#### PASSAGE TO READ:
[Start of Attachment]
As I think about all the possible thoughts, memories or etc. that could arise in this exact moment of mind, there is a reason that a particular memory occurred. Karma is the method of explaining that occurrence. Either those thoughts arise without a cause, in which case those thoughts and the world that is perceived as a function of those thoughts are inexplicable, or they arise due to a cause (or due to several causes).

Seeing karma is an exercise in interpreting the mind-events of the present by reference to prior actions. Living karma is creating future mind-events by the way we act in the present. At this point, it may be worth noting that while I refer to "mind-events," everything that we experience, we experience through a mind (though I use the term "mind" quite broadly, including all that we experience subjectively, whatever the mechanism or inclusion of others within that term).

From such a stance, it's easier for me to understand how various articulations of karma can seem (or can even be adopted by those who perceive it so) to be pre-rational magical thinking. Do I think that rain falls on my crops because I paid my tithing (or sacrificed my lamb, or gave water to the thirsty, or fasted, or chanted some mantra a thousand times)? No. I don't. But I'm confident that how I perceive the rain or lack of rain, and especially how I choose to respond to the rain or lack of rain will in the future affect my perceptions and thoughts about crops or drought. Also, I'm reasonably confident that I can trace my perceptions of and reactions to the crops or the drought by finding mind-events in the past that have conditioned those perceptions and reactions.
[End of Attachment]
#### DATASET EXTRACT:
[Start of Attachment]
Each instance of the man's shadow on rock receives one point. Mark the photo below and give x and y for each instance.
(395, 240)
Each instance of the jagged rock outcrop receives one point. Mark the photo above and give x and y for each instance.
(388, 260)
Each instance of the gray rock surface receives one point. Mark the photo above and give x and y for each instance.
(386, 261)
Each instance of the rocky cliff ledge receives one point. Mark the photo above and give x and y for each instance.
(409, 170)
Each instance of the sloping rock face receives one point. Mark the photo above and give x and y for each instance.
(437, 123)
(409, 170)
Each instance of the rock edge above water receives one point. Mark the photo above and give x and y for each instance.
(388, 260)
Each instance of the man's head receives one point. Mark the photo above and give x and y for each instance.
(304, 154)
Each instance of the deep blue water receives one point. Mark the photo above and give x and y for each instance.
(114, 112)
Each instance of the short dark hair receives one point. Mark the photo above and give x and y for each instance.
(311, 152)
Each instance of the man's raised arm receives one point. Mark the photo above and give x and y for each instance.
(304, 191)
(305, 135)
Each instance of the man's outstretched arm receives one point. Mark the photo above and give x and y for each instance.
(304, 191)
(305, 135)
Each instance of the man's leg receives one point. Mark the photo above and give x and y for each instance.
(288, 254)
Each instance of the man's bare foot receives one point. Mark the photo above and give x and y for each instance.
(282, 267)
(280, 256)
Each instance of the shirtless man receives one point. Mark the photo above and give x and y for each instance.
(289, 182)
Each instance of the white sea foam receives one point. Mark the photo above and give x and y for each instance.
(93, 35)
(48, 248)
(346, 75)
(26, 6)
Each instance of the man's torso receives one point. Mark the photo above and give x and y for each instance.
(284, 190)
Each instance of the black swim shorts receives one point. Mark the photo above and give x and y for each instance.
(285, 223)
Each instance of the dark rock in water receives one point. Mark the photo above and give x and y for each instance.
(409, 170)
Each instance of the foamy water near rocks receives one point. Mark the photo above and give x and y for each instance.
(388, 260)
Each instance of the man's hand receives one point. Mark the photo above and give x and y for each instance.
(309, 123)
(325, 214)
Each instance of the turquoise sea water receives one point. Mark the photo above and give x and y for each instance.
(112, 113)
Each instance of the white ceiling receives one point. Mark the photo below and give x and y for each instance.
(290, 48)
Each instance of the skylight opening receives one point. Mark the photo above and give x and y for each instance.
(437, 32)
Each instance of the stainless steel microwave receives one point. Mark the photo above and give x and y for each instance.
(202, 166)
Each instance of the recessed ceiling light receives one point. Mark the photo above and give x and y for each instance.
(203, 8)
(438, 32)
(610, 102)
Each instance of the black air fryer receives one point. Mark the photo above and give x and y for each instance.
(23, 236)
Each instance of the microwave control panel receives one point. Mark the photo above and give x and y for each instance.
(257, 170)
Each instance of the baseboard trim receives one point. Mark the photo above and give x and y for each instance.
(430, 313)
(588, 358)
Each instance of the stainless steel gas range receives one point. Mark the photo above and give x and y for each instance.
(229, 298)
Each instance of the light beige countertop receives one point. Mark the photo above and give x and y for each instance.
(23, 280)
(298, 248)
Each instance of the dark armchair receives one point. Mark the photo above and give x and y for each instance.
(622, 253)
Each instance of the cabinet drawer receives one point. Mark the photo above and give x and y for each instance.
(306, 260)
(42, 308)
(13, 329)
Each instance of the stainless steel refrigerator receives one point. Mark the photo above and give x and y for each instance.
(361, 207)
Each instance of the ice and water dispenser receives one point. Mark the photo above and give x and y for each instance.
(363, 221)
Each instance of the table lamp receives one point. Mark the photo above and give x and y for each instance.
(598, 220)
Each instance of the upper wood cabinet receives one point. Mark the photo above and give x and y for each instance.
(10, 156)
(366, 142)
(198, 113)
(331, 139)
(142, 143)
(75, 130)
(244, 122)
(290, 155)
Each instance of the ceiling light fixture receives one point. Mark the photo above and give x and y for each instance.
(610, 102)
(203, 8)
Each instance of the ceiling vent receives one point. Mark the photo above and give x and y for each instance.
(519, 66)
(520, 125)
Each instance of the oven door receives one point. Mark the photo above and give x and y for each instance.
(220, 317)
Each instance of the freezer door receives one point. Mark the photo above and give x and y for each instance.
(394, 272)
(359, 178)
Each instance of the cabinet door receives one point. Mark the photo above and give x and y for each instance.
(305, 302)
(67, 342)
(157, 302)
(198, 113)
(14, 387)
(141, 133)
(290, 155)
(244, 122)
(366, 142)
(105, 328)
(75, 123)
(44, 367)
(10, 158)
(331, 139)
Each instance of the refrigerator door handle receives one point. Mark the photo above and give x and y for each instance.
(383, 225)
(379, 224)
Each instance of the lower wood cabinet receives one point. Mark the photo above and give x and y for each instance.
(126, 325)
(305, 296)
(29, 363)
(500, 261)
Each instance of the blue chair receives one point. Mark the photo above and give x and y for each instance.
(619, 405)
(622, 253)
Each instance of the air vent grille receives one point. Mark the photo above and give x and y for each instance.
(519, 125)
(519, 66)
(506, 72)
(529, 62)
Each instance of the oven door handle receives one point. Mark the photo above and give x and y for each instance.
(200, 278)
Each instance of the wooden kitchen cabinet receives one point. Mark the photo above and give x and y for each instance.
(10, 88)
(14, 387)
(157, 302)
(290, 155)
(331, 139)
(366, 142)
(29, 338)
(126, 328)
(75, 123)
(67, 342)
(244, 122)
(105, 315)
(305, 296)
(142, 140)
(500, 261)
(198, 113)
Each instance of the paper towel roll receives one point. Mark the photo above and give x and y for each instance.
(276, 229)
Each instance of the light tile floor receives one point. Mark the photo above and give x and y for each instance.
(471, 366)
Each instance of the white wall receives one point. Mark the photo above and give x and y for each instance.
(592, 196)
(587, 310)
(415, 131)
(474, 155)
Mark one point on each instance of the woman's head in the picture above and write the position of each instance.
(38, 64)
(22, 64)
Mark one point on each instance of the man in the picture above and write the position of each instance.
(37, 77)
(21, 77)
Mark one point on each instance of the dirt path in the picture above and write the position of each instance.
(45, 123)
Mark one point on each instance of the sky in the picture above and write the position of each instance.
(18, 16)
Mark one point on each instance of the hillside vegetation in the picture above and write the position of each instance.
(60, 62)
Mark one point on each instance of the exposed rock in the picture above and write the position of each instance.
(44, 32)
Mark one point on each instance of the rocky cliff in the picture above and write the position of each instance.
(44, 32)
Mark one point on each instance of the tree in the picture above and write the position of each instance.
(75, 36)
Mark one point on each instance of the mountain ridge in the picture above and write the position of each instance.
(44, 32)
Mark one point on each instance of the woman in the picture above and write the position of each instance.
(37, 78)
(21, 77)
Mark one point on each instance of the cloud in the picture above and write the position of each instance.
[End of Attachment]
#### TASK INSTRUCTIONS:
**A.** Using the passage on karma above, decide whether each statement agrees with it. Answer yes or no for each, quoting the deciding words.
(i) The writer thinks rain falls on the crops because tithing was paid.
(ii) Living karma means creating future mind-events through how we act in the present.
(iii) The writer uses the term "mind" narrowly, limiting it to conscious thought.
**B.** According to the passage on karma, why does speaking of "mind-events" cover everything we experience? Answer in one to three sentences.

#### ANSWERS TO THE PROBLEMS:
**A.**
(i) No: "No. I don't."
(ii) Yes: "Living karma is creating future mind-events by the way we act in the present."
(iii) No: "though I use the term "mind" quite broadly, including all that we experience subjectively"

**B.** Everything we experience, we experience through a mind. The writer also uses "mind" broadly, so it includes all that we experience subjectively.